-- Begin Data for processing --
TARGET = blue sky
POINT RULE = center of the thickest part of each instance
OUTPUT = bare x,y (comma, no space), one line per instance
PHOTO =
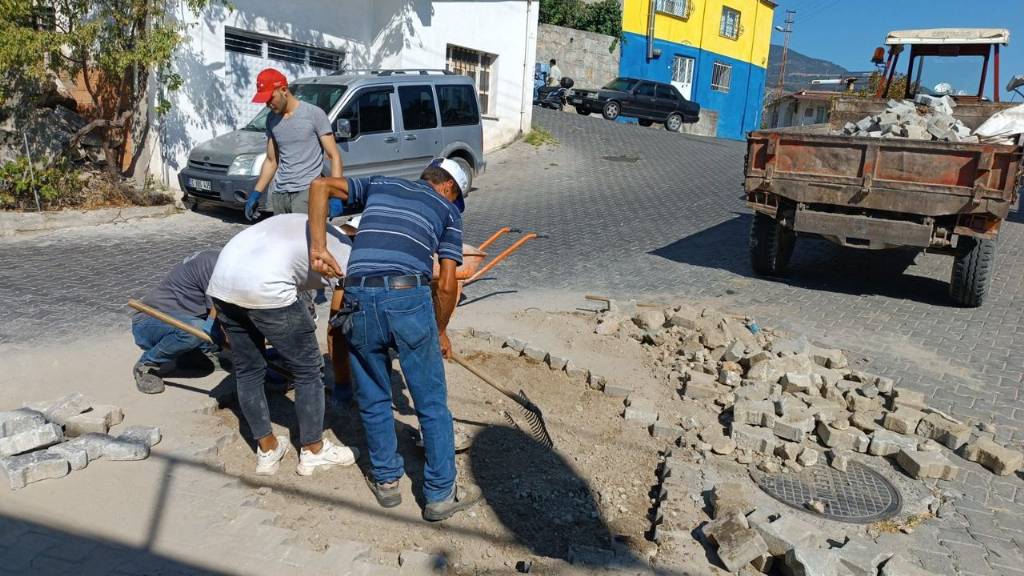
847,31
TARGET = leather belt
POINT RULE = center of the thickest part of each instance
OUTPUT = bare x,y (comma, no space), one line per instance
392,282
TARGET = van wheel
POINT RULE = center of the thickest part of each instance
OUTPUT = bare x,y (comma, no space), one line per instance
464,164
674,123
973,268
771,245
610,111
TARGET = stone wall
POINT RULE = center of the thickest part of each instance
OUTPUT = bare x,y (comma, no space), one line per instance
584,56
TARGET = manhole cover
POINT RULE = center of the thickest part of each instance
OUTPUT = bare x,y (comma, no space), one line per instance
858,495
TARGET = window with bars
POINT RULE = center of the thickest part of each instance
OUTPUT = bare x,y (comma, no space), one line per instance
679,8
280,49
721,77
730,23
478,66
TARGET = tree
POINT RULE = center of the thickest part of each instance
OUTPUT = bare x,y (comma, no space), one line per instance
602,17
116,46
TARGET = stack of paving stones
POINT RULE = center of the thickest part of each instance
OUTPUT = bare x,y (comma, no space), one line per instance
925,118
48,440
787,404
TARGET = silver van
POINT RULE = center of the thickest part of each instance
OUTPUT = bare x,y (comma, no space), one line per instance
387,122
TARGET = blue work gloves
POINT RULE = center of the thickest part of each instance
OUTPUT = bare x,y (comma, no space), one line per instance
252,206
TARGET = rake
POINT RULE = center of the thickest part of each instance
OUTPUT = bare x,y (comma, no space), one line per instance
530,411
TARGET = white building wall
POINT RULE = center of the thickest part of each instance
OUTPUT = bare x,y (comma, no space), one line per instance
217,86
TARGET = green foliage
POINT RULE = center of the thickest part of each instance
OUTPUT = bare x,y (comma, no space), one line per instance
602,17
540,136
56,186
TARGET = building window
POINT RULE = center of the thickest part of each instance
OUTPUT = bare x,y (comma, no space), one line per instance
730,23
679,8
721,77
281,49
478,66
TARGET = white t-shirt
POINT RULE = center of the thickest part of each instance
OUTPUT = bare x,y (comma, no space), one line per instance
266,264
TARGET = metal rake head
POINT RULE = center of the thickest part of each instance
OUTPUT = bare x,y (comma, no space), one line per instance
535,418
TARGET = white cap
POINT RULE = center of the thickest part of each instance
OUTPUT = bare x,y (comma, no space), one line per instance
458,174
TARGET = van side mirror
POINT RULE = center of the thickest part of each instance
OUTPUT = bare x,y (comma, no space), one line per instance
342,129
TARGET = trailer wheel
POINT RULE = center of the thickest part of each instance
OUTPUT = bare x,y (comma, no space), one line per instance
973,269
771,245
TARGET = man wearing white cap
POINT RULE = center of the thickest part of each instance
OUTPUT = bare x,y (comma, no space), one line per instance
388,304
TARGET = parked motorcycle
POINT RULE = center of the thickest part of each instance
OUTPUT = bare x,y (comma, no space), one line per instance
555,97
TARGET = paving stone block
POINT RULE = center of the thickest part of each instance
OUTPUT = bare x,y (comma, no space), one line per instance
784,533
862,559
907,398
61,409
77,456
731,497
23,419
903,420
40,437
20,470
555,362
534,353
148,436
85,423
899,566
1003,461
699,385
755,413
949,434
754,439
923,465
642,411
886,443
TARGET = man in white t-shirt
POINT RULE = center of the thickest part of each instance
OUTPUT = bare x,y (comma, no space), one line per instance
255,288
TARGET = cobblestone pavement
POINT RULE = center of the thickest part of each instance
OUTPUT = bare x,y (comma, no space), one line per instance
642,212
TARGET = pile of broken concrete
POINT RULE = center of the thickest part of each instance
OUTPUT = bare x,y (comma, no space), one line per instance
925,118
47,440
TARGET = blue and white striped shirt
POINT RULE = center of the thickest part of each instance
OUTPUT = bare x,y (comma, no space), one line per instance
403,224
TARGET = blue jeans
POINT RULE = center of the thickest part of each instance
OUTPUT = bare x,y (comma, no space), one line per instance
163,342
292,332
374,320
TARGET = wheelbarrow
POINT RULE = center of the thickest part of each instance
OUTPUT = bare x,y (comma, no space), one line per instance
473,266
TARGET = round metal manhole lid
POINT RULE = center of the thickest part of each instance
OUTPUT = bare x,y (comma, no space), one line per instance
859,495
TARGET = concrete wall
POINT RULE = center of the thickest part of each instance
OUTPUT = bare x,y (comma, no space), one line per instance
584,56
215,97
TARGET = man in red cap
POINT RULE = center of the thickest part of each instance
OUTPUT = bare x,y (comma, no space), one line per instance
298,137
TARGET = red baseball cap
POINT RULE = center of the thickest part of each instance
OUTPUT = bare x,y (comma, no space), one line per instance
268,81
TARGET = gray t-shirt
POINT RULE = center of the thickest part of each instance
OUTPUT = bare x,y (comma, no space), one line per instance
183,289
300,157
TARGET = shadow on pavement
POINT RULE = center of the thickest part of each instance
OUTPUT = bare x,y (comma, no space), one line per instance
30,547
816,264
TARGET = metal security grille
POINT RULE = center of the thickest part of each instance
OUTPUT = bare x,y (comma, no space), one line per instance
859,495
679,8
477,66
721,77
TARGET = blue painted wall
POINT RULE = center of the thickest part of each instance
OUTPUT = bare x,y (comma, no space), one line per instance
738,110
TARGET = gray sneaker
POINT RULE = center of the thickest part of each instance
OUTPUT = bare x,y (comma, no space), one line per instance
146,379
463,497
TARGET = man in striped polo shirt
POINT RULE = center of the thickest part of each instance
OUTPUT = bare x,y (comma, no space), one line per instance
388,304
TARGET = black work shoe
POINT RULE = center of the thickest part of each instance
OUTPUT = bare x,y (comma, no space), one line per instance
146,379
388,495
462,498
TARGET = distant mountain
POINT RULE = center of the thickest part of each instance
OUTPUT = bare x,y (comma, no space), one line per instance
800,70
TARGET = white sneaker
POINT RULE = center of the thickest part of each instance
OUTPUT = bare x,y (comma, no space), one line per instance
268,462
330,455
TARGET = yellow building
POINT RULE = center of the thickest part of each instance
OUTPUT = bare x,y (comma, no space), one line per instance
715,51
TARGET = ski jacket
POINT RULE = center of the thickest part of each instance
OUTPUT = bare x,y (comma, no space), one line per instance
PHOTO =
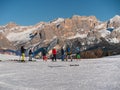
54,51
62,51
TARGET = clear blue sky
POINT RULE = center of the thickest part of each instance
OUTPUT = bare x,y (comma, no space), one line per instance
30,12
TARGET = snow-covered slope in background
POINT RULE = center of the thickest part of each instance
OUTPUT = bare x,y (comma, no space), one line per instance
89,74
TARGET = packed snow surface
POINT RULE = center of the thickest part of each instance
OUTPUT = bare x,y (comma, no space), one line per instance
91,74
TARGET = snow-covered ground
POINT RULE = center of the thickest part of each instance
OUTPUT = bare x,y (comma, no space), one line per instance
91,74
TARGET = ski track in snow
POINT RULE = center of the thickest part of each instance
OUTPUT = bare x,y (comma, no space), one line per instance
91,74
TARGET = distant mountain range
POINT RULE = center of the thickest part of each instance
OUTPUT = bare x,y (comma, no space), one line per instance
77,31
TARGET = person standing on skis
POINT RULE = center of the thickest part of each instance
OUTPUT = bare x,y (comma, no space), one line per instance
68,53
44,52
30,55
23,53
62,53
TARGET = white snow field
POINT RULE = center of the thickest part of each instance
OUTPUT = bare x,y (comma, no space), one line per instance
91,74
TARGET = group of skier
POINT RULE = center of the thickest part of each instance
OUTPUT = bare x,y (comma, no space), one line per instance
65,54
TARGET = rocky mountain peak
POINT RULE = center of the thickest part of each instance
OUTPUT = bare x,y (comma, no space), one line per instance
11,25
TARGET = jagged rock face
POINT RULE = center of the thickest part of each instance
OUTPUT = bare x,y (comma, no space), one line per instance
5,43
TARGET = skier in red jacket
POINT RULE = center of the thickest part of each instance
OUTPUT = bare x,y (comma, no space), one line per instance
54,52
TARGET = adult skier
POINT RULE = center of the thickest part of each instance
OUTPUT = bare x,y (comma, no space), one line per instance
44,52
68,53
30,55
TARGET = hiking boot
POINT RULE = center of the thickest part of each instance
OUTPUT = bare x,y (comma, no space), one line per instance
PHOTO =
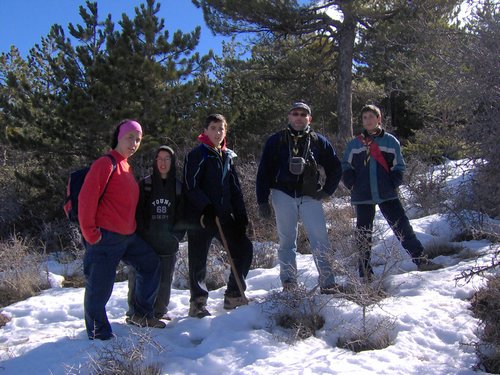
163,317
198,309
424,264
142,321
232,302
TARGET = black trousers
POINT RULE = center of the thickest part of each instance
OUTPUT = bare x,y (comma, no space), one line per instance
167,268
395,215
199,241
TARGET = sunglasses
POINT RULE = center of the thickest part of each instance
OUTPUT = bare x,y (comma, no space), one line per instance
301,114
163,159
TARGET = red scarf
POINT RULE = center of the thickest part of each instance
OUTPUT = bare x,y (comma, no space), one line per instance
372,148
203,138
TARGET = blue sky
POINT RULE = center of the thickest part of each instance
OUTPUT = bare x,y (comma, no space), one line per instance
24,22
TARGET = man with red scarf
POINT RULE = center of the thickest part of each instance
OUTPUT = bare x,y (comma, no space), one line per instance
213,190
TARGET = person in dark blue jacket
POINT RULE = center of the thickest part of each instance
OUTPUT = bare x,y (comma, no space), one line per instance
373,168
212,189
299,168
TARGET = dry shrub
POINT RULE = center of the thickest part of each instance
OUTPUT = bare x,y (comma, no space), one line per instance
61,235
21,273
486,306
297,310
132,355
260,230
4,319
373,336
427,190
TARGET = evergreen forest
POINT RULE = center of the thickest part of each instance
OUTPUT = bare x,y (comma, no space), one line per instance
435,75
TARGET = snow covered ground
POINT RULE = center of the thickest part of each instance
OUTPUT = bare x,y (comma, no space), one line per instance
426,318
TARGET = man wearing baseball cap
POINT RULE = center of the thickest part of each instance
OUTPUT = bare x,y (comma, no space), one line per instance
299,169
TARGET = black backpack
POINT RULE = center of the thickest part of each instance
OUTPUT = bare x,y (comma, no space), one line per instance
75,183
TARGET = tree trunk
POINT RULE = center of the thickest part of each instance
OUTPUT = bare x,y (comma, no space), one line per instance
347,34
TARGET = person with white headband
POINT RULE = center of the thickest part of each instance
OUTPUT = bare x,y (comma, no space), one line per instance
107,206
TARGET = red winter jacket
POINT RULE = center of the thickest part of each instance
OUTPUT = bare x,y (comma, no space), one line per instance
116,211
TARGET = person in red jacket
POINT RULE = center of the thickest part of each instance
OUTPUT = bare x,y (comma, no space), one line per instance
108,227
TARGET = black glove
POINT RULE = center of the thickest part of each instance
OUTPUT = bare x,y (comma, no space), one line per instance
265,210
321,195
349,178
208,217
240,225
397,178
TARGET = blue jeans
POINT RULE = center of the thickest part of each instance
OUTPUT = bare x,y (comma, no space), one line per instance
288,211
199,241
99,266
395,215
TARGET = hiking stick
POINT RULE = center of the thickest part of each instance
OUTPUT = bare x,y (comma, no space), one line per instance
231,262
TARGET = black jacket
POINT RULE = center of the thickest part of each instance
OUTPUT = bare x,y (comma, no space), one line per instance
274,171
210,178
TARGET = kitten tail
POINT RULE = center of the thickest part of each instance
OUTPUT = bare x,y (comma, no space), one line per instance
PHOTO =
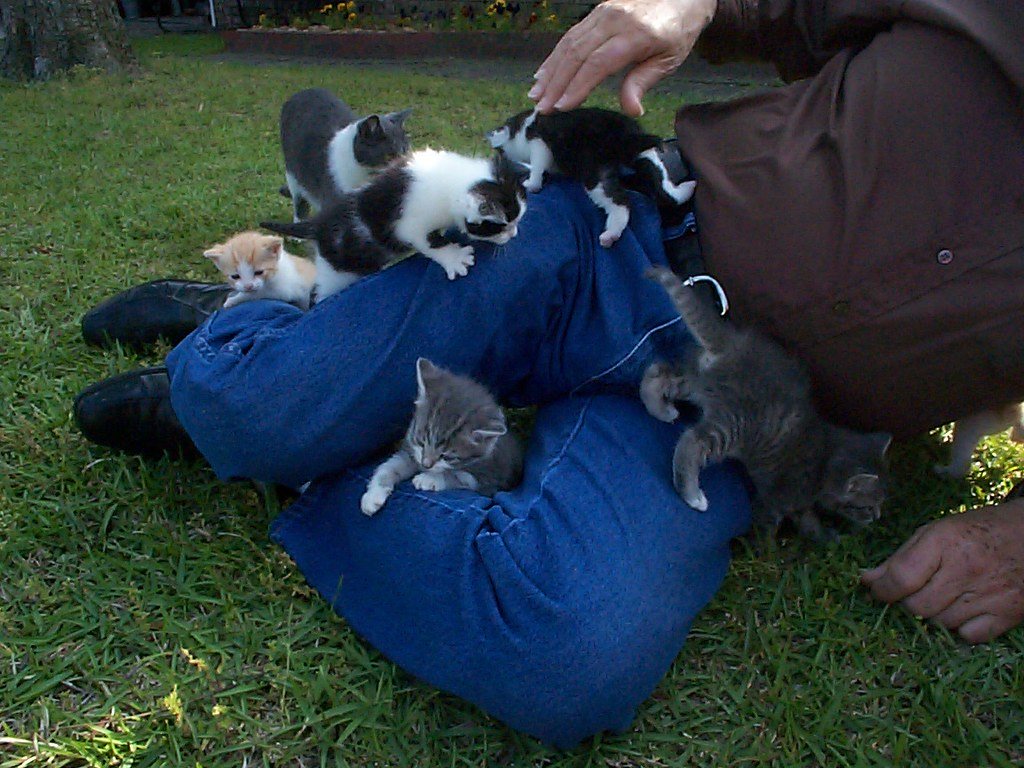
702,321
304,229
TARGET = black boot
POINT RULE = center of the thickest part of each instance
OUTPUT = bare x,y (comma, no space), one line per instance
165,308
132,413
-- End Data for processing --
* Short exercise: Copy the lines starting at the line that contains "TARGET = evergreen forest" and running to the final line of the entries, inclusive; omit all pictures.

* Solution to the problem:
TARGET = evergreen forest
POINT RULE = center of the thickest part of each instance
OUTPUT = bare x,y (comma, no space), one line per instance
435,75
TARGET = snow covered ground
POINT RULE = center of the thickest part of each instance
OUTPUT = bare x,y (comma, no space), one line per instance
426,318
TARGET = man wearing baseball cap
POINT RULE = center of the thickest part of each instance
OUTPUT = bare x,y (comma, no space), one line per instance
299,169
TARGET = black backpack
POINT RULE = center of the thickest part of each instance
OUTPUT = bare x,y (comma, no space), one line per instance
75,183
TARGET = tree trunk
POINT RULE = center of the thickest part of each instance
OUTPUT = bare x,y (comma, no space), one line per instance
347,34
TARGET = person with white headband
POINT RULE = center of the thickest part of each instance
OUTPUT = bare x,y (comma, no space), one line per instance
107,206
TARGET = red winter jacket
POINT RULE = center of the thickest part of each instance
OUTPUT = bare x,y (comma, no space), one line per instance
116,211
TARGET = person in red jacket
POINT RULE = center of the thickest part of each instance
OUTPUT = bare x,y (comma, no space), one line per instance
108,227
TARGET = black glove
POINT RULE = center of the thickest part of each instance
OUTPUT = bare x,y (comma, no space), one line per instance
265,210
321,195
349,178
208,217
240,225
397,178
TARGET = blue jeans
POINT RULE = center of the thickest part of each instance
OUTPUT = bare x,y (comma, no space), one line per instance
288,211
199,241
99,266
395,215
TARGET = hiking stick
POINT RULE = center of the thickest part of each instance
OUTPUT = bare x,y (comma, no space), one line per instance
231,262
TARGET = black jacket
POINT RULE = center of the thickest part of each instance
OUTPUT = bare x,y (comma, no space), one line per instance
274,171
210,178
TARGET = kitten tail
POINT RULE = center of the thickest part of each instance
OUTPUT = bare x,y (comma, no space), one line per instance
PHOTO =
702,321
304,229
TARGET = black boot
POINT RULE = center of the thickest part of each instance
OUTPUT = bare x,y (comma, no space), one line per instance
165,308
132,413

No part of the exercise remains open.